• Required work: Return only the lines of the listing below that run from the line with "point: catcher's mitt" through the line with "Target: batter's gloved hand", both ends included, exactly as written.

• Given data:
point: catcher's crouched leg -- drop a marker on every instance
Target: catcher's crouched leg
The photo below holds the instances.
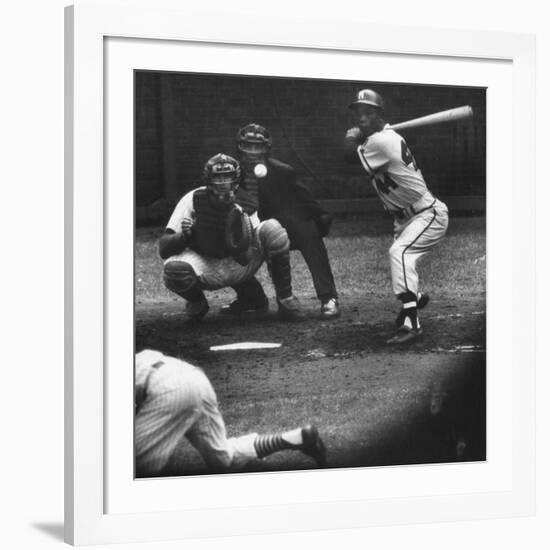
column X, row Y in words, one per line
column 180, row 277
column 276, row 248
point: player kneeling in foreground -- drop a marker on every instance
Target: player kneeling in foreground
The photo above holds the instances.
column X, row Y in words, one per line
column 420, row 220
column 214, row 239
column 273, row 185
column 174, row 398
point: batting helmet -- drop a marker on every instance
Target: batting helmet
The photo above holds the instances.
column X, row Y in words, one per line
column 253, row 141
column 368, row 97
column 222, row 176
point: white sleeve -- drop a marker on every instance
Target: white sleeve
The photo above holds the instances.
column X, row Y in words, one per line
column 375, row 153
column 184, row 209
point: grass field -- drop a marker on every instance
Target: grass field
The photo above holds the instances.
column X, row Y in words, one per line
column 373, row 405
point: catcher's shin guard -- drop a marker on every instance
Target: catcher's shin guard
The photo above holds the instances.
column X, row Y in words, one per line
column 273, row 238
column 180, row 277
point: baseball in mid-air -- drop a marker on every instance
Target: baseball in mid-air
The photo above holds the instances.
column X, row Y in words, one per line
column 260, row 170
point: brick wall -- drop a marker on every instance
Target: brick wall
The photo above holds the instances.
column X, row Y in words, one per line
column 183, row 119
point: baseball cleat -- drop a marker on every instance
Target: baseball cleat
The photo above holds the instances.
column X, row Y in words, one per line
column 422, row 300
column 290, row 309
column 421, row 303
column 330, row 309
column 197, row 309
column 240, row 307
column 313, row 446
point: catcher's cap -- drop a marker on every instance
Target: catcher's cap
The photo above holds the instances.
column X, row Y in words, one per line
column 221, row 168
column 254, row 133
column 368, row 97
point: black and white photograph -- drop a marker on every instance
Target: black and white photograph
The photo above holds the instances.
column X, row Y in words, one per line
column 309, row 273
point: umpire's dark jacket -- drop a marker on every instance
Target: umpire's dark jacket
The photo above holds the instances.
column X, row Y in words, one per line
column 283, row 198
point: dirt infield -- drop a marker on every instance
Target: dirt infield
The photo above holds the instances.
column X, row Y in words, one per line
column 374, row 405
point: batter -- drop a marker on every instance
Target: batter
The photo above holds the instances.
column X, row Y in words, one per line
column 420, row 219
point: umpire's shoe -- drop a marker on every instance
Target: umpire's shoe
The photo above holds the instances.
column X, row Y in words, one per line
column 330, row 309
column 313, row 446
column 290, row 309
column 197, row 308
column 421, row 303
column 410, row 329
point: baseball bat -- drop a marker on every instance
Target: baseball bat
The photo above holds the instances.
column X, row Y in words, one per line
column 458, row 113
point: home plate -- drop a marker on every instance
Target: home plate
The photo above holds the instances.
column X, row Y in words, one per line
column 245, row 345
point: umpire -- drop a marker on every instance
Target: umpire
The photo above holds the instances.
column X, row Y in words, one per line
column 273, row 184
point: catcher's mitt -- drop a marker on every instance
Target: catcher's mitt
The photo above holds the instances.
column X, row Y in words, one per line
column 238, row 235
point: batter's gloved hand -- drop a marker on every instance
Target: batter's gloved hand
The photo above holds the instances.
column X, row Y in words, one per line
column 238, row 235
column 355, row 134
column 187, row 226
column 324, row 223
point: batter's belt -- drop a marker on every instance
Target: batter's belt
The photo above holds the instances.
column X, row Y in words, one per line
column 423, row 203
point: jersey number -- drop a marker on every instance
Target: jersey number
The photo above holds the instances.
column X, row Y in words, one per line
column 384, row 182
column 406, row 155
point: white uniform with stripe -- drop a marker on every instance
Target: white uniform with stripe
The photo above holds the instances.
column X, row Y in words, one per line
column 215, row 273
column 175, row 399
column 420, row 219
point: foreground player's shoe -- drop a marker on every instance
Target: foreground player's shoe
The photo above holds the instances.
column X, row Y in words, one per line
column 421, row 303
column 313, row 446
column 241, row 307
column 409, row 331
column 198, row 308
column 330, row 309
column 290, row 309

* * *

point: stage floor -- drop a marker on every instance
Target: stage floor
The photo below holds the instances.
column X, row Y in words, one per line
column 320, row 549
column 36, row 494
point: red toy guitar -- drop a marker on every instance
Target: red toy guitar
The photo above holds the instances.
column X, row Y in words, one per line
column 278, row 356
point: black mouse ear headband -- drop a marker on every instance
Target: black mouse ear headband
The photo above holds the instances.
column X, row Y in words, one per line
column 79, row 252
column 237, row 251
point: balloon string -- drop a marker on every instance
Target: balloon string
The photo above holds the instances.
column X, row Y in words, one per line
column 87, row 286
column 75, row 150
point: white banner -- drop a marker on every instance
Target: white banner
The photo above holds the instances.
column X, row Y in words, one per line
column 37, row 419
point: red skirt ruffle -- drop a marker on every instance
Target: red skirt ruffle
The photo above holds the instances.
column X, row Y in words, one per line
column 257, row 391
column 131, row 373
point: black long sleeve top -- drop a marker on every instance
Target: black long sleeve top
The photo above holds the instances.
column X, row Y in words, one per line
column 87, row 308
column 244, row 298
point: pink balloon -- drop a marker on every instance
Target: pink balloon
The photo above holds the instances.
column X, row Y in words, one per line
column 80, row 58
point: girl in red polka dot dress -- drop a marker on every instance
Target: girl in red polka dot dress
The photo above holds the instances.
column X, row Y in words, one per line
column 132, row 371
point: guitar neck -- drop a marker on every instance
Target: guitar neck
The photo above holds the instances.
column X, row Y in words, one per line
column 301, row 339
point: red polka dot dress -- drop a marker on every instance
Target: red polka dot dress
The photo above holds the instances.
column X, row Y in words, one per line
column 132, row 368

• Solution:
point: catcher's mitt -- drop a marker on every instance
Target: catcher's mitt
The photo above holds the instances.
column X, row Y in words, one per line
column 238, row 235
point: batter's gloved hand -- drop a marker on every instance
Target: batter's gloved hand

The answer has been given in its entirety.